TEXT PROVIDED —
^^^^^^^^
Add support for talkie-1930 13B#15
danielhanchen wants to merge 4 commits intomasterfrom
feat/talkie-1930

Conversation

@danielhanchen
Copy link
Copy Markdown
Member

@danielhanchen danielhanchen commented Apr 29, 2026

Summary

Adds GGUF support for the talkie-1930-13b family from talkie-lm: a 13B decoder-only language model trained on pre-1931 English-language text. Apache-2.0. Reference inference code: https://github.com/talkie-lm/talkie. The HF repo at https://huggingface.co/talkie-lm/talkie-1930-13b-it ships only a raw PyTorch state_dict (rl-refined.pt) and a tiktoken vocab.txt, so a custom set_vocab is required as well.

Architecture

40 layers, 40 heads, 5120 hidden, head_dim 128, vocab 65540 (IT) / 65536 (base), full MHA, max seq 2048, RoPE base 1,000,000, SwiGLU MLP, intermediate 13696. Six features that no existing arch in this codebase implements (verified by exhaustive scan of src/models/*.cpp and the transformers modeling_*.py corpus):

  1. Weightless RMSNorm at every site (post-embed, pre-attn, pre-mlp, post-RoPE Q and K, final). Achieved by passing nullptr weight to the existing build_norm helper.
^^^^^^^^
DATA EXCERPTS —

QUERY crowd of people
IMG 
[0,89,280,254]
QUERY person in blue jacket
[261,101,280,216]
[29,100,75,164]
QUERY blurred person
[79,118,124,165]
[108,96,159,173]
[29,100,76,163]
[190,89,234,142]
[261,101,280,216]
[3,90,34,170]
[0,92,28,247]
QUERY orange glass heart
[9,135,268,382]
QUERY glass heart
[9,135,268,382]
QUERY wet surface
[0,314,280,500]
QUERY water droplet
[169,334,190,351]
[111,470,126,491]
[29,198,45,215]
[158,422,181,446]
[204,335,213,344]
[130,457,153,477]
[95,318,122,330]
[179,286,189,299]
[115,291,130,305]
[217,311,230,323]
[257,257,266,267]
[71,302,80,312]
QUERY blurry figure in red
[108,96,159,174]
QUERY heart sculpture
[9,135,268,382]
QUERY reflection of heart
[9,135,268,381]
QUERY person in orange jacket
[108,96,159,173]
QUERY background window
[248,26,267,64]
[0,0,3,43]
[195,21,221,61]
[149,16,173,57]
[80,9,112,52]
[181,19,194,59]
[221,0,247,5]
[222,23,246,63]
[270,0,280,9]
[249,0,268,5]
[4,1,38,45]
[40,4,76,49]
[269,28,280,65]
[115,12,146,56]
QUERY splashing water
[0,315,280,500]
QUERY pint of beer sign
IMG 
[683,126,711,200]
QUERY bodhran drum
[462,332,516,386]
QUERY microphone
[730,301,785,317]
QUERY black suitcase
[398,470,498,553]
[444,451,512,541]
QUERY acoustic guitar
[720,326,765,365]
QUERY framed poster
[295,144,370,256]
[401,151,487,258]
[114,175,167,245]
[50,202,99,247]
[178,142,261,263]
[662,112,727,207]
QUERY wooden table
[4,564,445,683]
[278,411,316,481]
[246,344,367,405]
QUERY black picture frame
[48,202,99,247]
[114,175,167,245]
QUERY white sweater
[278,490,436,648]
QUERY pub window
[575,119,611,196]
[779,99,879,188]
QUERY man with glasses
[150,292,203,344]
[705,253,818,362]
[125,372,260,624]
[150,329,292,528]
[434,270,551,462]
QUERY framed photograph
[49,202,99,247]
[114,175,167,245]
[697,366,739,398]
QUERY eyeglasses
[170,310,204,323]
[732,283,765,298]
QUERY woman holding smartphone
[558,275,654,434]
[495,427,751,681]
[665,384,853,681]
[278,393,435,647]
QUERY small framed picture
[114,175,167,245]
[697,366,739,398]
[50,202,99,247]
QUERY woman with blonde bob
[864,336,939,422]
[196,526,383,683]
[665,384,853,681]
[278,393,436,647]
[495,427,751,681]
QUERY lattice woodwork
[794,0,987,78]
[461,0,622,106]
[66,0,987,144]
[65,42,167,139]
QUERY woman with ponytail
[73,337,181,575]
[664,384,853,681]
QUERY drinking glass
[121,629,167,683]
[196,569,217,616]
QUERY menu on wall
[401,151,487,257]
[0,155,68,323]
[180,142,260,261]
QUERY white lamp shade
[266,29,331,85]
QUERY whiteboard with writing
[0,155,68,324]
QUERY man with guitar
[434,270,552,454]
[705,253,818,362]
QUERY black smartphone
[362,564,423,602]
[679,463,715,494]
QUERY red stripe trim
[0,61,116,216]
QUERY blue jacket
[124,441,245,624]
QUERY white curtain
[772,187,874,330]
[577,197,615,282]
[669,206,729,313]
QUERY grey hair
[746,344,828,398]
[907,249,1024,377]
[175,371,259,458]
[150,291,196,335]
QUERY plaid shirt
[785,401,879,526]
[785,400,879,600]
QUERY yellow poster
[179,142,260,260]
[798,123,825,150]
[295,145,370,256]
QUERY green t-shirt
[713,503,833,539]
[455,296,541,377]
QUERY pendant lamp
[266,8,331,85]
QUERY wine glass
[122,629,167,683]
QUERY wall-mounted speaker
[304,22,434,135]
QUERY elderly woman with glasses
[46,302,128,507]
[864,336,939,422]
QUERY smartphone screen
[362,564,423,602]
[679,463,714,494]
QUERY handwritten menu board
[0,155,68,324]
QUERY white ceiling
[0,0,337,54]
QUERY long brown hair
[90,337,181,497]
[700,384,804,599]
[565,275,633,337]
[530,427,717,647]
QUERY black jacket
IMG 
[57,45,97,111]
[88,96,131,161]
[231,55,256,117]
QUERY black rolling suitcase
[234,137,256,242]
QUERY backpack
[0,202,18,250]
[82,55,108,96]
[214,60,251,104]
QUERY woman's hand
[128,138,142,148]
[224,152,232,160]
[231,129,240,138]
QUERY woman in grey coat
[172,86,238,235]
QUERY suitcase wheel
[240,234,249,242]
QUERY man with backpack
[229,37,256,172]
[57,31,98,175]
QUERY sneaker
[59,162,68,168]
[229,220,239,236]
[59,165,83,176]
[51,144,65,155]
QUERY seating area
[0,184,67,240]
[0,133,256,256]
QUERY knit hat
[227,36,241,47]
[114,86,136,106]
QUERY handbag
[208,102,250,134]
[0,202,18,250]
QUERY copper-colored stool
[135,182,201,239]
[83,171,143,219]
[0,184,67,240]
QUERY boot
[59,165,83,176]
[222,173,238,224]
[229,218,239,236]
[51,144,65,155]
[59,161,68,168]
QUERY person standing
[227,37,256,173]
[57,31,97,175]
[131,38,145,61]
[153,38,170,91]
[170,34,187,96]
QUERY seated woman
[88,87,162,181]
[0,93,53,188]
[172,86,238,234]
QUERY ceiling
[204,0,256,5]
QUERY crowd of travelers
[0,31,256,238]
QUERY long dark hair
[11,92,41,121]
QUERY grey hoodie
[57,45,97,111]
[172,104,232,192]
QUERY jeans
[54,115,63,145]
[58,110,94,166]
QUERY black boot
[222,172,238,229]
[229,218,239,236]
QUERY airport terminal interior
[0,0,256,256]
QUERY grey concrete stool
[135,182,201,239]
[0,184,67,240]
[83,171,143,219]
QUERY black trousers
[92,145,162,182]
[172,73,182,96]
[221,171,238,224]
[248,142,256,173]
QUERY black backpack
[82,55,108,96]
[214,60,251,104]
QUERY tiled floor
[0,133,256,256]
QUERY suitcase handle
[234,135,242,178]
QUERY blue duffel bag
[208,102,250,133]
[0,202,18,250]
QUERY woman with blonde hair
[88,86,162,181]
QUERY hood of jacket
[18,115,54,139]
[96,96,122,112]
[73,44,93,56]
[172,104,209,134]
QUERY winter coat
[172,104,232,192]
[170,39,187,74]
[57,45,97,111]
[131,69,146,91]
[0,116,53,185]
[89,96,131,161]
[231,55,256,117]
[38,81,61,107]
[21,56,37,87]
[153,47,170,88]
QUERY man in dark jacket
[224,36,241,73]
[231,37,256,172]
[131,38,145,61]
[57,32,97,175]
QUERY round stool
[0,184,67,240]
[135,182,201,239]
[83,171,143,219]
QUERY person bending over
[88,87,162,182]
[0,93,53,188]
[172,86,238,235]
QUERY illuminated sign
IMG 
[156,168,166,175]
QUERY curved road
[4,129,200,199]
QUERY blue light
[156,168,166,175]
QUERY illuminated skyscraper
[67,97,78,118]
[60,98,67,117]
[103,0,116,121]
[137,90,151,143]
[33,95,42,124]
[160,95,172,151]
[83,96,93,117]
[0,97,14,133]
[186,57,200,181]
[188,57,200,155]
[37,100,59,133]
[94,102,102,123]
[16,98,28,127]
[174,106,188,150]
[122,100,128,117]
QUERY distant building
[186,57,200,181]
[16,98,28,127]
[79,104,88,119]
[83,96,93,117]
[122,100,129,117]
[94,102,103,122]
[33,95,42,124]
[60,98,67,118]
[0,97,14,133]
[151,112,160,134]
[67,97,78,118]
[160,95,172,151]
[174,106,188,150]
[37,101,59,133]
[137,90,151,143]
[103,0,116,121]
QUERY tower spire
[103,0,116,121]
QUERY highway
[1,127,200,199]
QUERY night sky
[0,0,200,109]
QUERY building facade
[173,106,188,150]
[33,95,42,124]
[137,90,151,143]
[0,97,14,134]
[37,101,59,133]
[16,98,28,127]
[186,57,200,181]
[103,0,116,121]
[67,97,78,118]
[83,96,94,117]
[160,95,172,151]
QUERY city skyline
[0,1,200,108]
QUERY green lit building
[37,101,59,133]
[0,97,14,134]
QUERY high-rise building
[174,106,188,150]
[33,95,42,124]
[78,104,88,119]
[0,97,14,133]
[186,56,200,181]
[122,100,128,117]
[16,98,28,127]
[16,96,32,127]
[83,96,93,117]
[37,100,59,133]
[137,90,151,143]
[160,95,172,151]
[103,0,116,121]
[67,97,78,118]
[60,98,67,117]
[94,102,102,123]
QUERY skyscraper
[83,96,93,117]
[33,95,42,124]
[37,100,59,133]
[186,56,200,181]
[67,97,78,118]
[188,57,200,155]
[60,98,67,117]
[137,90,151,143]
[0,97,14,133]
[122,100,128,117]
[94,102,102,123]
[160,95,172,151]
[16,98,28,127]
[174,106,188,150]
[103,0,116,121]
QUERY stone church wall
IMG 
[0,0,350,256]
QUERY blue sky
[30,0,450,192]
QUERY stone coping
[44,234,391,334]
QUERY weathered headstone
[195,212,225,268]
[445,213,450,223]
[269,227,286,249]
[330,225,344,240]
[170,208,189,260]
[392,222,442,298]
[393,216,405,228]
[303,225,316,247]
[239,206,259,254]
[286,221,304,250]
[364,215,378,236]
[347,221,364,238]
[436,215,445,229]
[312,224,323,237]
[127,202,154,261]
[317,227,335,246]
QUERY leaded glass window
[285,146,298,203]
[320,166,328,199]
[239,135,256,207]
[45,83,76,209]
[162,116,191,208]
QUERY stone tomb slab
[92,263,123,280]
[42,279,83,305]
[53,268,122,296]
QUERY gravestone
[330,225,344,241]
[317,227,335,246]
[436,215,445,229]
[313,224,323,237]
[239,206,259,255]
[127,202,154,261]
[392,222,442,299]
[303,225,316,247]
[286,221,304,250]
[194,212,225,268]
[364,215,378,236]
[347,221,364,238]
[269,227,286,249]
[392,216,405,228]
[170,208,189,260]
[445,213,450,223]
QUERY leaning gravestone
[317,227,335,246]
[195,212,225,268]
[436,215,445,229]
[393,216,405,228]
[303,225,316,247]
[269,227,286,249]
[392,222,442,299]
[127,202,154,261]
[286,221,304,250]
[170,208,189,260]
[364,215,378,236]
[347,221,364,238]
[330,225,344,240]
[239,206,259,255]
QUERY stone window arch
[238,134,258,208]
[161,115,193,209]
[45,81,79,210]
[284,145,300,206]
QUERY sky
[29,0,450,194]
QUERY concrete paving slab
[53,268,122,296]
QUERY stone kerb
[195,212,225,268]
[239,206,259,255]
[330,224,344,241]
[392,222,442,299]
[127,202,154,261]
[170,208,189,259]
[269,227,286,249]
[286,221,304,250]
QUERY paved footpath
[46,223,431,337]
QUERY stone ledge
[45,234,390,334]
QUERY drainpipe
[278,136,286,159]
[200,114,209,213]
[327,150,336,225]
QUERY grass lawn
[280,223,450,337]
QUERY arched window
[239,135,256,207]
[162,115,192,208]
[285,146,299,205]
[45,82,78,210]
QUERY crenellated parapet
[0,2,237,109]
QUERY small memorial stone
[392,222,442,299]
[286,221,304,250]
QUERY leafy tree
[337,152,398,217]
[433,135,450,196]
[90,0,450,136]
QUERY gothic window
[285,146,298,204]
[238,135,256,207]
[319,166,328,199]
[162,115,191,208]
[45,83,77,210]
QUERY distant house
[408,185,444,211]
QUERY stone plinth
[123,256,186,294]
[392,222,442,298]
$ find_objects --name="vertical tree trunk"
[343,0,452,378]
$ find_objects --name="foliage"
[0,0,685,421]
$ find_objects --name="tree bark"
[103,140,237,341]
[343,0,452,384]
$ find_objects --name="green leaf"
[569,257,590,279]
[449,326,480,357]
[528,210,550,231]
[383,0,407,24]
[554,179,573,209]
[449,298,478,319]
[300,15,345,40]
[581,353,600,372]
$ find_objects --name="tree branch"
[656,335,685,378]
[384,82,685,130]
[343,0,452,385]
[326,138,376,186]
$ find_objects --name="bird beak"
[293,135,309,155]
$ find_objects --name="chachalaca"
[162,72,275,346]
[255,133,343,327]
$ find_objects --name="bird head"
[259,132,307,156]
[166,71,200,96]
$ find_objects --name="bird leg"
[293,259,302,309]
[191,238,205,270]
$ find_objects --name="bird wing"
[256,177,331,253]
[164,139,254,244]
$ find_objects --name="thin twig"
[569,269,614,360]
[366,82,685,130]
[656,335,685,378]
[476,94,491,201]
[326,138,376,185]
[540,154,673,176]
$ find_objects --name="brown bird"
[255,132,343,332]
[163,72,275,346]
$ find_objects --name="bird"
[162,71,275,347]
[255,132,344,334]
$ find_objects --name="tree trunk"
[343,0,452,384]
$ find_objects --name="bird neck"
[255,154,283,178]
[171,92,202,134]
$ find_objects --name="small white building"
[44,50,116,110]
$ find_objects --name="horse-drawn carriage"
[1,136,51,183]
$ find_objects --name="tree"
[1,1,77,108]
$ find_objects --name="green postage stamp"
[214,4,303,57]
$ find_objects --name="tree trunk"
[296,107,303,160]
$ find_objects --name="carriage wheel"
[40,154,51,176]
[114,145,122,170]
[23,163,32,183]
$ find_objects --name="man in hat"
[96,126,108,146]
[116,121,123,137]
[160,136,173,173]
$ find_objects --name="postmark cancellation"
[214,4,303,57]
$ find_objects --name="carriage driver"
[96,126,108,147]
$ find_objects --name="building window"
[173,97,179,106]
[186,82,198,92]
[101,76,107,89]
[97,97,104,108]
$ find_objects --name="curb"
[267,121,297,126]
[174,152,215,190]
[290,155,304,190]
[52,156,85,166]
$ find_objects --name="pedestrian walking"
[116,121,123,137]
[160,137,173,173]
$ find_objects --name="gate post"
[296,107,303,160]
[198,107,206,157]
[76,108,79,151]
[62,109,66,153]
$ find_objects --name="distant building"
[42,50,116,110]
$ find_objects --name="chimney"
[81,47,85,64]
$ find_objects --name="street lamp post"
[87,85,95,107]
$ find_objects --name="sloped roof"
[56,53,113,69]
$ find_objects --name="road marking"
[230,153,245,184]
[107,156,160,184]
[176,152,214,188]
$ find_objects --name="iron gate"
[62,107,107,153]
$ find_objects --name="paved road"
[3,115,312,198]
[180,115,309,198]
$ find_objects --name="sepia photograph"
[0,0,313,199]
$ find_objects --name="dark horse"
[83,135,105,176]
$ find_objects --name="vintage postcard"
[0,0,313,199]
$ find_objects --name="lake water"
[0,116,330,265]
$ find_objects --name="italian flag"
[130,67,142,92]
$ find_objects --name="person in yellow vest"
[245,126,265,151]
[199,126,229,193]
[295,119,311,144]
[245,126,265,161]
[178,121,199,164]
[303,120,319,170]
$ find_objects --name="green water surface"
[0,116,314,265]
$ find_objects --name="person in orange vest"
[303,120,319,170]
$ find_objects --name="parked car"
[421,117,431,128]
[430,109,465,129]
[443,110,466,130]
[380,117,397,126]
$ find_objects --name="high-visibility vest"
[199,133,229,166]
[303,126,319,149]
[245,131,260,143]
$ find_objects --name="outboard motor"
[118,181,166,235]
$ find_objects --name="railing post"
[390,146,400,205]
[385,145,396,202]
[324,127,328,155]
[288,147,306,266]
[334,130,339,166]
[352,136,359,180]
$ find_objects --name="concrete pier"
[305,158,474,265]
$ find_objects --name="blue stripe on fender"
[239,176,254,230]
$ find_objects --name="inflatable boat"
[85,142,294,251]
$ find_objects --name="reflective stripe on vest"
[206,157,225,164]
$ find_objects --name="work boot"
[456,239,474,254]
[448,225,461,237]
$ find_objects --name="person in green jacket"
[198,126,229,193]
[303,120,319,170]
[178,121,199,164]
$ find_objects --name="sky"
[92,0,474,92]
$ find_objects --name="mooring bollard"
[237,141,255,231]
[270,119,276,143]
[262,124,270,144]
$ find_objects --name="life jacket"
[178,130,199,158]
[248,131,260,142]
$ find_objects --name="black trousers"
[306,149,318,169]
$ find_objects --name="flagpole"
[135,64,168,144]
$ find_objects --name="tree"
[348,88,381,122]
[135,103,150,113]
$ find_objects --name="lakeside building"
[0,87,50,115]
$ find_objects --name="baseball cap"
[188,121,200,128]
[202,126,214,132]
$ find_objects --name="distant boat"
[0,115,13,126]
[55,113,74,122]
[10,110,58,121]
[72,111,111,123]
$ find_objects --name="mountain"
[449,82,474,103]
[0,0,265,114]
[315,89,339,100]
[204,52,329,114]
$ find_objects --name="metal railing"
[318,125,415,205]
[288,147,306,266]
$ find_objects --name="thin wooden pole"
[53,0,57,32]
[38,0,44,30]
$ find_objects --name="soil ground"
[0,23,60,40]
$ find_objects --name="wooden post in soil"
^^^^^^^^
EXERCISE REQUIREMENTS — Carry on the pull request text about talkie-1930 support from where it stops.

EXPECTED ANSWER —
  2. Per-block learnable scalar ActGain on the attention residual branch (init (2*n_layer)^-0.5).
  3. Per-block learnable scalar ActGain on the MLP residual branch.
  4. Per-block learnable scalar embed-skip on the post-RMSnorm embedding (init 0.0). The same e_x is added to every layer.
  5. Per-head learnable gain on Q after Q-RMSnorm.
  6. Global learnable scalar lm_head_gain on the lm_head matrix. Reuses the existing build_lora_mm(w, cur, w_s) 3-arg form.

The reference RoPE rotates by -theta (sign-flipped sin vs HF Llama / NEOX). To reuse stock NEOX RoPE without adding a new ggml flavour, the converter pre-flips the second half of head_dim of W_q and W_k. That makes <NEOX(D q), NEOX(D k)> == <Talkie(q), Talkie(k)> (D = diag(+1...+1, -1...-1) on head_dim halves), so attention scores match exactly.

Reuse principle

Every step of the graph either calls an existing llm_graph_context helper or a stock ggml_* op. Net-new components are only the four tensor enums and the embed-skip wiring.

Files touched

  • gguf-py/gguf/constants.py: new MODEL_ARCH.TALKIE, 5 new MODEL_TENSOR enums and name strings, MODEL_TENSORS[TALKIE].
  • gguf-py/gguf/tensor_mapping.py: HF source-name tuples for the new tensors.
  • convert_hf_to_gguf.py: class TalkieModel(TextModel) with custom set_vocab (tiktoken-direct), W_q/W_k RoPE pre-flip, .weight suffix synthesis for raw scalar Parameters.
  • src/llama-arch.{h,cpp}: LLM_ARCH_TALKIE, 5 new LLM_TENSOR_* enums, name strings, layer/op infos.
  • src/llama-model.{h,cpp}: 4 new optional llama_layer tensors plus lm_head_gain on llama_model; loader and graph dispatch.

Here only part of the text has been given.